For some reason, the one we did about the Falklands War seems to have attracted the most listeners, by our modest standards. Not sure why. Maybe it was Americans, with their own opinions about what happened, but wanting to experience it from a domestic Brit point of view. Or maybe just younger people, eager to learn about an interesting drama that, understandably, gets rather less attention than bigger wars, like Vietnam and WWs 1 and 2. Or maybe older people wanting to compare our recollections with theirs.

Just wandering around in London noticing stuff

Ah happy days, of the sort I spend just wandering about in London, photoing whatever I see that seems amusing, in whatever seem like amusing ways:

But sadly, these photos were not photoed today or yesterday or some such very recent day. On no. They were photoed on March 3rd 2012, in other words just over nine years ago. Because of the cold and the effort (both of which I feel more now) and because of Lockdown (which can actually be ignored but I don’t like the ubiquitous propaganda and pressure I feel when I do that (also a function of getting old (oldies being more nervous of these sorts of vague atmospherics))), I am now doing very little of this kind of thing. I hoping that may change in the summer.

### Exercise directions
Duplicate the passage of the supplied text starting at "Ah happy days, of" and ending at "in the summer.". The records have nothing to do with the text above.

### Exercise data

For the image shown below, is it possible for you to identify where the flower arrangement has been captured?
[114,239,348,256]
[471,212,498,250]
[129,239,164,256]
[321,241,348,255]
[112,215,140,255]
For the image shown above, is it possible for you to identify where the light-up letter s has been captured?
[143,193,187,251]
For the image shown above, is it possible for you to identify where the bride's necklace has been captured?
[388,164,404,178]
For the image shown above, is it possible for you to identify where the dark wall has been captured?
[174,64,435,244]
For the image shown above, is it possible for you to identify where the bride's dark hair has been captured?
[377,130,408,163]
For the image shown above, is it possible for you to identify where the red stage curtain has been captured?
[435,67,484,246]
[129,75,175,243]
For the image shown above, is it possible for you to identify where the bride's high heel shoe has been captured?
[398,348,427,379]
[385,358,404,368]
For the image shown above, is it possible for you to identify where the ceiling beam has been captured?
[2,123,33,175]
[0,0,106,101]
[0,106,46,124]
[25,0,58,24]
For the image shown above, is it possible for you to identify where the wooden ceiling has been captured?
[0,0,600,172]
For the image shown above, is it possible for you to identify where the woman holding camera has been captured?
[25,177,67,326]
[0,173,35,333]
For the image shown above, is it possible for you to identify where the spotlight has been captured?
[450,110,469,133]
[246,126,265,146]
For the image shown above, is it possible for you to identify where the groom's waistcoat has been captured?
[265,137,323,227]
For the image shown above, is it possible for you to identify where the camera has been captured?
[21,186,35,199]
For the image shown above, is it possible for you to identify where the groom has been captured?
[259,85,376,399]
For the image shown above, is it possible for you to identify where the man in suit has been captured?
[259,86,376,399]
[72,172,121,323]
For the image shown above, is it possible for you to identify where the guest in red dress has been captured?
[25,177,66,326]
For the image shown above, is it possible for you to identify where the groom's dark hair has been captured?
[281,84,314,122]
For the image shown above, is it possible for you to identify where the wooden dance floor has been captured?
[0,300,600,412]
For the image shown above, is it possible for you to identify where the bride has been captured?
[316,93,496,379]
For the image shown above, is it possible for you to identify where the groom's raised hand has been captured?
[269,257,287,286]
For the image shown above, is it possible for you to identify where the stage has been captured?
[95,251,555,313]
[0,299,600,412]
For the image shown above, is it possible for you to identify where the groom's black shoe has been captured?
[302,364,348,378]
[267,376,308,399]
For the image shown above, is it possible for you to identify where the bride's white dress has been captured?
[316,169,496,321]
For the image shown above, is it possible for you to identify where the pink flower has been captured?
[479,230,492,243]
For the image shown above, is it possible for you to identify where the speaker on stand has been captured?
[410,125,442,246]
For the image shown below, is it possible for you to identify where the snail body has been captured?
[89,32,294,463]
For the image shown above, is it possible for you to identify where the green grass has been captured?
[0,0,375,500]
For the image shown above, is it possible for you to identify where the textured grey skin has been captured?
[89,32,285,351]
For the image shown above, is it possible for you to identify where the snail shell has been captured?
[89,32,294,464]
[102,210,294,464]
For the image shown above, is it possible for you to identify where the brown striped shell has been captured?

### Written response
Ah happy days, of the sort I spend just wandering about in London, photoing whatever I see that seems amusing, in whatever seem like amusing ways:

But sadly, these photos were not photoed today or yesterday or some such very recent day. On no. They were photoed on March 3rd 2012, in other words just over nine years ago. Because of the cold and the effort (both of which I feel more now) and because of Lockdown (which can actually be ignored but I don’t like the ubiquitous propaganda and pressure I feel when I do that (also a function of getting old (oldies being more nervous of these sorts of vague atmospherics))), I am now doing very little of this kind of thing. I hoping that may change in the summer.